— BEGIN EXTRACTED DATA —
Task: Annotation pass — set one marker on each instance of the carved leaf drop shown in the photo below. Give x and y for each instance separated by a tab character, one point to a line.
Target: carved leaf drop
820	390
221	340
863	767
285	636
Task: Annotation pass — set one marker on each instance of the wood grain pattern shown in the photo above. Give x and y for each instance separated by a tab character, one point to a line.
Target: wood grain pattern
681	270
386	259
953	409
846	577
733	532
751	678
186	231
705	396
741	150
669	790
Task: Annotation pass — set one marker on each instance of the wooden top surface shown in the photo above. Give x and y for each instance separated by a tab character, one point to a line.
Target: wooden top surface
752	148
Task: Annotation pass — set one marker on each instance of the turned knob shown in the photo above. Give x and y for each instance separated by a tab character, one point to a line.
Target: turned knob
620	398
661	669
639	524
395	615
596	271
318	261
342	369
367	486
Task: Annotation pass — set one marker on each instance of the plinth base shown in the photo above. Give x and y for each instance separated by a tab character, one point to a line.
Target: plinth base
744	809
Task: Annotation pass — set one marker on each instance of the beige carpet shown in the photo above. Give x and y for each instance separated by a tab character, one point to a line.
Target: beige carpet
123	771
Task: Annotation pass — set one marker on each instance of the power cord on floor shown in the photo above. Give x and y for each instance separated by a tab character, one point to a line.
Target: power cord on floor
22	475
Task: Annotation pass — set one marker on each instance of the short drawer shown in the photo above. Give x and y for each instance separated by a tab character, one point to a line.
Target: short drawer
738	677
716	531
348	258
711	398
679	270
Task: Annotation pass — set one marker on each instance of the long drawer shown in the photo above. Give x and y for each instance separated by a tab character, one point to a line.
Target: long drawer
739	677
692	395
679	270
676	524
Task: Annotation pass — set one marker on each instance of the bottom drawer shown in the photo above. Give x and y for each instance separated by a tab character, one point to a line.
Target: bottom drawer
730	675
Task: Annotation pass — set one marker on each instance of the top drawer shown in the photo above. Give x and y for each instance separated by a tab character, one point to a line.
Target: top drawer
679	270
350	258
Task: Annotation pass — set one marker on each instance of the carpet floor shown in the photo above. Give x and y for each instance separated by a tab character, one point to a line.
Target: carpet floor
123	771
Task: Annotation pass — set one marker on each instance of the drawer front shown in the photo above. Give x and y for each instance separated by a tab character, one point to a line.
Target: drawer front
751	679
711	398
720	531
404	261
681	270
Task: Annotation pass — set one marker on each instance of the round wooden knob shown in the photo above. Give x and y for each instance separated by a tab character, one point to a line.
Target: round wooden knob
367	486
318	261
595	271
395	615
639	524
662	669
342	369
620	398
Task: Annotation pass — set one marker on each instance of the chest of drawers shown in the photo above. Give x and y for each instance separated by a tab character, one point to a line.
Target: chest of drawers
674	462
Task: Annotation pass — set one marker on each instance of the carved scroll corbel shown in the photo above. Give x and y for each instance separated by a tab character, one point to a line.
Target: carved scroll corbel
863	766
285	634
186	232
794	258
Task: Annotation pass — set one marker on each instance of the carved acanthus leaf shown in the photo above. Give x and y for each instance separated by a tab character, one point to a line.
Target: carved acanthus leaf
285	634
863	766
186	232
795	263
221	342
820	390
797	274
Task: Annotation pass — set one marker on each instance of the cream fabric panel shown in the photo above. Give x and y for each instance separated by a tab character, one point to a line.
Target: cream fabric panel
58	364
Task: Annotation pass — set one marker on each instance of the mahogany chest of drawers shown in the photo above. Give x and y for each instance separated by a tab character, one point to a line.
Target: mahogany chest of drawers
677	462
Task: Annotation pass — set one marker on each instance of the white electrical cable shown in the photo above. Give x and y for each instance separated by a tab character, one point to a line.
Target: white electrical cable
— END EXTRACTED DATA —
* YOUR TASK: Set down every one of the lines above again, word for word and in the same order.

* OUTPUT BELOW:
Task: Annotation pass — set one marker on each instance of the carved leaf drop shown in the photo below. Give x and y for each instance separated by a tab character, one point to a line.
Target: carved leaf drop
820	390
221	340
863	767
285	636
Task: Annotation pass — set one marker on each instance of the wood grain pattern shown in the photo above. Give x and y for each instance separated by a tab character, one point to a line.
Target: wood grain pattern
681	270
386	259
953	409
846	577
733	532
751	678
186	231
705	396
741	150
669	790
Task: Annotation pass — set one marker on each instance of the wooden top surface shown in the photo above. Give x and y for each instance separated by a tab character, one point to a line.
Target: wooden top surface
752	148
Task: Annotation pass — set one marker on each instance of the turned knob shown in the photo above. Give x and y for each instance separated by a tab character, one point to a line.
Target: turned knob
620	398
661	669
639	524
395	615
596	271
318	261
342	369
367	486
Task: Annotation pass — set one marker on each instance of the plinth base shown in the photo above. Give x and y for each instance separated by a tab character, one point to a line.
Target: plinth base
744	809
Task: Annotation pass — set one marker on each instance of the beige carpet shown in the photo above. Give x and y for each instance separated by a tab character, one point to a line.
Target: beige carpet
123	771
Task: Annotation pass — set one marker on each instance of the power cord on floor shown in the photo above. Give x and y for each instance separated by a tab character, one point to a line.
Target: power cord on floor
22	475
Task: Annotation pass — set one marker on each instance of the short drawer shown in the photo above. Give x and y for each instance separated by a tab character, one point to a line.
Target: short drawer
738	677
716	531
348	258
711	398
679	270
Task: Annotation pass — set one marker on each instance of the long drawer shown in the photo above. Give x and y for each instance separated by a tab character, one point to a line.
Target: long drawer
739	677
692	395
679	270
676	524
Task: Annotation pass — set one marker on each instance of the bottom drawer shown in the photo above. Give x and y for each instance separated by a tab character, one point to a line.
Target: bottom drawer
730	675
Task: Annotation pass — set one marker on each instance of the top drawer shown in the photo above. Give x and y for each instance separated by a tab character, one point to a line.
Target: top drawer
679	270
350	258
Task: Annotation pass — set one marker on each instance of the carpet floor shown in the photo above. Give x and y for each instance separated by a tab character, one point to a line.
Target: carpet floor
123	771
Task: Annotation pass — set one marker on each instance of the drawer front shown in the photo above. Give x and y for each instance separated by a tab character, one point to a line.
Target: drawer front
751	679
711	398
720	531
404	261
681	270
Task: Annotation pass — set one marker on each instance of the round wooden knob shown in the photo above. Give x and y for each instance separated by a tab character, one point to a line.
Target: round wooden knob
367	486
318	261
595	271
395	615
639	524
662	669
342	369
620	398
Task: Annotation pass — set one marker on each instance of the chest of drawers shown in the photo above. Give x and y for each instance separated by a tab character, one point to a line.
Target: chest of drawers
674	462
Task: Annotation pass — set one marker on each instance of the carved scroll corbel shown in the photo above. Give x and y for each instance separated by a tab character, one point to a line.
Target: carved scroll corbel
863	766
285	634
186	232
794	258
Task: Annotation pass — set one marker on each instance of the carved acanthus leaf shown in the photo above. Give x and y for each instance separated by a tab character, one point to a line.
Target: carved acanthus leaf
285	634
863	766
186	232
795	263
221	342
820	390
797	274
Task: Annotation pass — set one marker on each instance of the cream fabric panel shown in the photo above. Give x and y for each instance separated by a tab character, one point to a line.
Target: cream fabric panel
58	364
Task: Annotation pass — set one marker on each instance of the mahogany chest of drawers shown in the photo above. Give x and y for each instance separated by a tab character, one point to a line.
Target: mahogany chest of drawers
677	462
Task: Annotation pass — set one marker on each instance of the white electrical cable shown in the photo above. Give x and y for each instance separated by a tab character, one point to a line.
Target: white electrical cable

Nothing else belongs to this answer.